* Start Document excerpt *
Big Year for ACLU Legislation in California

Oct 21, 2013
Francisco Lobaco

Page Media

In my 25 years leading the ACLU’s Sacramento Office, I’ve seen legislative years come and go, but this year stands as one of the most robust in advancing our civil liberties. The ACLU of California prioritized support for over 20 bills and took a position on over 118 bills before the legislature. Among the most significant of ACLU victories this year was the passage of our sponsored legislation that the governor took final action on, signing 12 of our priority bills.

With Gov. Brown’s signature on AB 154 (Atkins), California becomes the only state that has expanded access to abortion in 2013. This victory comes in a year when state legislatures around the country introduced and passed hundreds of bills to limit access to reproductive health care. The new law expands access by increasing the types of trained health professionals who can provide safe, early abortion. This is important because more than half of California’s counties lack an accessible abortion provider.

AB 4 (Ammiano) – The TRUST Act – is another example of California’s leadership. Gov. Brown’s signature on AB 4 signifies a step forward in the fight for immigrant rights at a time when the country is caught in a comprehensive immigration reform gridlock. This bill will restore community relationships with local police by making it clear that local jails should not hold people on immigration-based detention requests when they pose no risk to public safety.

With significant victories, also came painful vetoes.

When the legislature passed SB 649 (Leno) it represented one of the very few times in my memory that the California legislature has taken action to responsibly reform California’s drug sentencing laws. Gov. Brown vetoed this modest reform measure that would have given local prosecutors the flexibility to charge low-level, non-violent drug offenses as misdemeanors instead of felonies.

SB 744 (Lara) would have kept school districts from forcing some students to be transferred to non-mainstream schools against their will, which has a disparate impact on students of color. In particular, it would have made sure that most students who have won an expulsion proceeding couldn’t be involuntarily transferred to a different, less desirable school. It would have also created ways for students sent to these schools to transfer back to mainstream schools.
* End Document excerpt *
* Start Listed entries *
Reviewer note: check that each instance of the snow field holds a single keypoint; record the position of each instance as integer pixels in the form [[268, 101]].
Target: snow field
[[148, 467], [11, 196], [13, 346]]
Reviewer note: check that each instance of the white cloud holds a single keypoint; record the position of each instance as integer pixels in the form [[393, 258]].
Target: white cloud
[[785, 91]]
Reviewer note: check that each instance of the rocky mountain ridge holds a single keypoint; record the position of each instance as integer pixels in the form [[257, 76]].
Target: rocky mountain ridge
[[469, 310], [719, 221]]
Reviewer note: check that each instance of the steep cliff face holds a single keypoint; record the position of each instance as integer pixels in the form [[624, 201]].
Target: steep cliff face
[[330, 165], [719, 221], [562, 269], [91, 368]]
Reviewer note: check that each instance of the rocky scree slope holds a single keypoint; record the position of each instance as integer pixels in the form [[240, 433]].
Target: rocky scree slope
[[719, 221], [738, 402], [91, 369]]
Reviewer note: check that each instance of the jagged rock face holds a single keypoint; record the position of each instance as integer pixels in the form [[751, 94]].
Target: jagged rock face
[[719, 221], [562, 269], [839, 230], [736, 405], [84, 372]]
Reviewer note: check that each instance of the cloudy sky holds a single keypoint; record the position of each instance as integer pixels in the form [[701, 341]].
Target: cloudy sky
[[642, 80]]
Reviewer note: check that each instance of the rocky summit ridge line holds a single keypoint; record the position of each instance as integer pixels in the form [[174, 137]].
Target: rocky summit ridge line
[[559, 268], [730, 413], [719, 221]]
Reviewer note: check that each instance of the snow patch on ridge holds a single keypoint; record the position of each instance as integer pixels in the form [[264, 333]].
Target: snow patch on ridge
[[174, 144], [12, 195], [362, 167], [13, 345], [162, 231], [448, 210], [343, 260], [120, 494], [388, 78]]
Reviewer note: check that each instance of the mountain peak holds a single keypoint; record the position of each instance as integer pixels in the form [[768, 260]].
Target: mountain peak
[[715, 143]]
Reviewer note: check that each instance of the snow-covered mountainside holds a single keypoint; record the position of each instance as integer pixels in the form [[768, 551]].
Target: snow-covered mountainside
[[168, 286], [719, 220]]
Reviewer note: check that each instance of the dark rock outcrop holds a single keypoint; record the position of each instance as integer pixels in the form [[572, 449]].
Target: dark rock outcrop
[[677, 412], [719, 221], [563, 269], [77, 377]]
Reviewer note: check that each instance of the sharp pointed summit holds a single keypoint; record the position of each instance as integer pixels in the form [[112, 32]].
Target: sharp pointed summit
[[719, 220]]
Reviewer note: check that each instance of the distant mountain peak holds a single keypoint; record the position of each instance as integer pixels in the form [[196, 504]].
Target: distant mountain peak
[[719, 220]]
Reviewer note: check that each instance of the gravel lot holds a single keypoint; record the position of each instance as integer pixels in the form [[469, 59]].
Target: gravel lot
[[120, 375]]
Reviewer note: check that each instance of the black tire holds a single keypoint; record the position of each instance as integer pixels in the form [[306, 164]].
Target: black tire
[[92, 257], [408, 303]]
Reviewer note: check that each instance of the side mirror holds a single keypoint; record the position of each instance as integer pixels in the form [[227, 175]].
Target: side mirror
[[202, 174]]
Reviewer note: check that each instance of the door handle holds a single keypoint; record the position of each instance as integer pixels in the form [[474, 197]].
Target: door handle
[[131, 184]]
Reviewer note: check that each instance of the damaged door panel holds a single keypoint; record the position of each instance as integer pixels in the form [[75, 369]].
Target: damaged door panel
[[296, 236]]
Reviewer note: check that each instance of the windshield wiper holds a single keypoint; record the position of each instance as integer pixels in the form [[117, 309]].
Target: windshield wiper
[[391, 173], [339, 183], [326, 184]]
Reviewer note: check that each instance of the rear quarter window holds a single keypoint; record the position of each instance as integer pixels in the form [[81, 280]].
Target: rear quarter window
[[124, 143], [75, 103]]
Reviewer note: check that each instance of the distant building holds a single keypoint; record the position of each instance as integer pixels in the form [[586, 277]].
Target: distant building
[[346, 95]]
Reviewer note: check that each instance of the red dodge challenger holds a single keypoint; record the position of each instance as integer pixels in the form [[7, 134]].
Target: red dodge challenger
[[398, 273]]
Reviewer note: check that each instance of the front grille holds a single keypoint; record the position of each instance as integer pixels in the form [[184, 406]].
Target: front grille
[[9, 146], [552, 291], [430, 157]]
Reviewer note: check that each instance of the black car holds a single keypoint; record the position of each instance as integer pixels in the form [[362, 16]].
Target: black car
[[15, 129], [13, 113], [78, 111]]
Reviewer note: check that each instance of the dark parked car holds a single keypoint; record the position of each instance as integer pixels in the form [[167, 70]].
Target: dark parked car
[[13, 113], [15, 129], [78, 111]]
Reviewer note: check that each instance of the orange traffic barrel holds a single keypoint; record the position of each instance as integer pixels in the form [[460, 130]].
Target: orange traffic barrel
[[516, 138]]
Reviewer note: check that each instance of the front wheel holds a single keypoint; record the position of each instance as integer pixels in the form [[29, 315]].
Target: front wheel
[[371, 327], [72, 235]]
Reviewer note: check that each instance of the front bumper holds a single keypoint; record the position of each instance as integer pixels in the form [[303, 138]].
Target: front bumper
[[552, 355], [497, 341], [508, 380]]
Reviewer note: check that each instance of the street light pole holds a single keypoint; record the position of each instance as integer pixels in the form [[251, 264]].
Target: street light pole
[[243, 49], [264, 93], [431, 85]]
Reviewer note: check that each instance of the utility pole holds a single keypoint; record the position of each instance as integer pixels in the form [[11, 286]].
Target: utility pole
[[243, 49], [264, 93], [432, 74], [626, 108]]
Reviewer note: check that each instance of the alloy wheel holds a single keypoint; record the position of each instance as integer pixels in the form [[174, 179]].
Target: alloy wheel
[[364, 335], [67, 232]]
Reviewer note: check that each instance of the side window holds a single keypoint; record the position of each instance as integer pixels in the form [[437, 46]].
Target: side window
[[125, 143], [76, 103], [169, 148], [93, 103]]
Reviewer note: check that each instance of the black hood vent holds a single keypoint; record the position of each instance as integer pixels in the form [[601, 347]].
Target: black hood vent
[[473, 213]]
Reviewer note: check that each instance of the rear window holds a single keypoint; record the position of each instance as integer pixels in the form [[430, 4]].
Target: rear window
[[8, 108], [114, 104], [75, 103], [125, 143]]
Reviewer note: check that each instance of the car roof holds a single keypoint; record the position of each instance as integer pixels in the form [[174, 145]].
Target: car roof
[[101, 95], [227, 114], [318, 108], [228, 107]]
* End Listed entries *
**Given problem:**
Please return, word for word, the portion of the ACLU legislation article that opens with the words containing "SB 744 (Lara)" and closes with "to mainstream schools.". These records were drawn from a separate source.

**Solution:**
SB 744 (Lara) would have kept school districts from forcing some students to be transferred to non-mainstream schools against their will, which has a disparate impact on students of color. In particular, it would have made sure that most students who have won an expulsion proceeding couldn’t be involuntarily transferred to a different, less desirable school. It would have also created ways for students sent to these schools to transfer back to mainstream schools.